→ **Supplied data**:
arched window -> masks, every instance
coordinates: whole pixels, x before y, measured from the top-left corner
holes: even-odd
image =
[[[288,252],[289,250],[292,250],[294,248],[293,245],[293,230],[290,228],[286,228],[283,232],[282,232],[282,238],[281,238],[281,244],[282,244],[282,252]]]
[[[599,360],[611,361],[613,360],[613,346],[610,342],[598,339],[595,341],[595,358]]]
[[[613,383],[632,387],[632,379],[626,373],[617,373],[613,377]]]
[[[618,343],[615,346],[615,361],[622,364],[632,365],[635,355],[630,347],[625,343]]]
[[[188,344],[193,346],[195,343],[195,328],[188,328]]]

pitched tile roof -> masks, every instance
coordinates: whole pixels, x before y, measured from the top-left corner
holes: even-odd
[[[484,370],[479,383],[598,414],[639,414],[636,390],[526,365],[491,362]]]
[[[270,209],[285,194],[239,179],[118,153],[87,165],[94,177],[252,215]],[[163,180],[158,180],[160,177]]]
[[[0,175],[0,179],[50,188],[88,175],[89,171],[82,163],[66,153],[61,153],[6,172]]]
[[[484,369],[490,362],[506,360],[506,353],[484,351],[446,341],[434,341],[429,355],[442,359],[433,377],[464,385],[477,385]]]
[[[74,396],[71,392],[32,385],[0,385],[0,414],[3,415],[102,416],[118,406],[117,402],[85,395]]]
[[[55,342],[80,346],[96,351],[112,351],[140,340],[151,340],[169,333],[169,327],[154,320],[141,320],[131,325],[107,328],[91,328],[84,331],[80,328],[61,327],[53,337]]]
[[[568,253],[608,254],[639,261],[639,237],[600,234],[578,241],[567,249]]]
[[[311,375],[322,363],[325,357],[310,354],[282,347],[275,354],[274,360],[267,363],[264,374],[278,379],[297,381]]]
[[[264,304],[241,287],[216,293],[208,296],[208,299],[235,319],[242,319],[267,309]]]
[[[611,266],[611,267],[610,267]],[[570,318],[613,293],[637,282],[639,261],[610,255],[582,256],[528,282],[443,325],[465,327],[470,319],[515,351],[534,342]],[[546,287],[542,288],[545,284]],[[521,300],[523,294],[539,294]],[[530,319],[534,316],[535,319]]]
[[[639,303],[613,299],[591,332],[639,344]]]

--

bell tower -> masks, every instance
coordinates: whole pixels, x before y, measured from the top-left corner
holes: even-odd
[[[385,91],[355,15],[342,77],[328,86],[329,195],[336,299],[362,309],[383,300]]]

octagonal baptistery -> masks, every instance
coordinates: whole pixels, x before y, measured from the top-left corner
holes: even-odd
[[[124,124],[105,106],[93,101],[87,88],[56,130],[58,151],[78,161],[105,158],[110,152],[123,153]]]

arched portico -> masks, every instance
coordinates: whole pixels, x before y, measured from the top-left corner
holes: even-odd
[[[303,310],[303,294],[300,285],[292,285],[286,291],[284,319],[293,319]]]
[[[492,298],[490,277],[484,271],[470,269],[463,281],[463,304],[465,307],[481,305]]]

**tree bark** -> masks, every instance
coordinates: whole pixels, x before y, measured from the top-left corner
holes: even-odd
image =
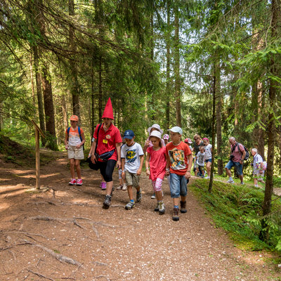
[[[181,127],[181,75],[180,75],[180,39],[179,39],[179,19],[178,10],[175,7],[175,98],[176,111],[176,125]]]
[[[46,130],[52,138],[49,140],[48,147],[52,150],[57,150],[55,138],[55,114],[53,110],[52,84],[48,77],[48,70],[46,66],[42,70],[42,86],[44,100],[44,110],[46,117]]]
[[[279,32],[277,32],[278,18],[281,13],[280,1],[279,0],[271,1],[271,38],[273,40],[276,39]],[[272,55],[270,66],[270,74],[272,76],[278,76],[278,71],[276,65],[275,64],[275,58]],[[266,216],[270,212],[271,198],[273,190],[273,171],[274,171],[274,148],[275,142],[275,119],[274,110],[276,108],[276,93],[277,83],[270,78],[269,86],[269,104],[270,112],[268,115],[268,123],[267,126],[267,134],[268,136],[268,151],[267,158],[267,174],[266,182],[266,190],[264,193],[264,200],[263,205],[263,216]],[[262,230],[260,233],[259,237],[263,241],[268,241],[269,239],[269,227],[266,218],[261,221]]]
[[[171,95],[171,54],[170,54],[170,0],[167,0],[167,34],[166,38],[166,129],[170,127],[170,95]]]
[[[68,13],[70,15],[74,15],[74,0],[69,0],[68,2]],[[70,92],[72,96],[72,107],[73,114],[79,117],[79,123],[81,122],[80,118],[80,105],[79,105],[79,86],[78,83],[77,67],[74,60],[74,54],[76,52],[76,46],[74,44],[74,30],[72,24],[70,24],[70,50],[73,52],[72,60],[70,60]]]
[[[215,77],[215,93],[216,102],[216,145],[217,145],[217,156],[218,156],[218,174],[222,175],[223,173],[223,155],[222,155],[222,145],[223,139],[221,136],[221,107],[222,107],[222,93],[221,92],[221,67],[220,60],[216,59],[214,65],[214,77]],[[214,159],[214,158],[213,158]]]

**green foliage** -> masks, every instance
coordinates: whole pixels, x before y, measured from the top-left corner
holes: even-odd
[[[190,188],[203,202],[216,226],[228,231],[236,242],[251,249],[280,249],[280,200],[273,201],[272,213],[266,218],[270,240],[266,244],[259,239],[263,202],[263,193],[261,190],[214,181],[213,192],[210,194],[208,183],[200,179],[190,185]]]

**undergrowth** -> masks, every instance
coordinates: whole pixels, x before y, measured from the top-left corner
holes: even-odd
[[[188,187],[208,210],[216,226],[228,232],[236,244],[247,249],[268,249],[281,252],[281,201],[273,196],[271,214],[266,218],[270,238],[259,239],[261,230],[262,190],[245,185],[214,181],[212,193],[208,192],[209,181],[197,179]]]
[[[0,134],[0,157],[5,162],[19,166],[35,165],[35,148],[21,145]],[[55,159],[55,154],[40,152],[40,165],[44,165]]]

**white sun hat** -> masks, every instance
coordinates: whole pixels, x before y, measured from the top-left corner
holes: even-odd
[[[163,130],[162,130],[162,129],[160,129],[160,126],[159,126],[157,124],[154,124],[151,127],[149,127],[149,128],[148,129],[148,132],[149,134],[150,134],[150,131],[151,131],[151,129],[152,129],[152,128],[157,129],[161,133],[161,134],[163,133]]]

→ **What is needed**: Take the stretch from the line containing "arched window -> masks, every instance" through the line containing "[[[188,344],[193,346],[195,343],[195,328],[188,328]]]" and replace "top-left corner" with "upper-left corner". Give back only those lines, with everything else unchanged.

→ **Result of the task**:
arched window -> masks, every instance
coordinates: whole pixels, x before y, measured from the upper-left corner
holes: even-odd
image =
[[[288,252],[289,250],[292,250],[294,248],[293,245],[293,230],[290,228],[286,228],[283,232],[282,232],[282,238],[281,238],[281,244],[282,244],[282,252]]]
[[[599,360],[611,361],[613,360],[613,346],[610,342],[598,339],[595,341],[595,358]]]
[[[613,383],[632,387],[632,379],[626,373],[617,373],[613,377]]]
[[[618,343],[615,346],[615,361],[622,364],[632,365],[635,355],[630,347],[625,343]]]
[[[188,344],[193,346],[195,343],[195,328],[188,328]]]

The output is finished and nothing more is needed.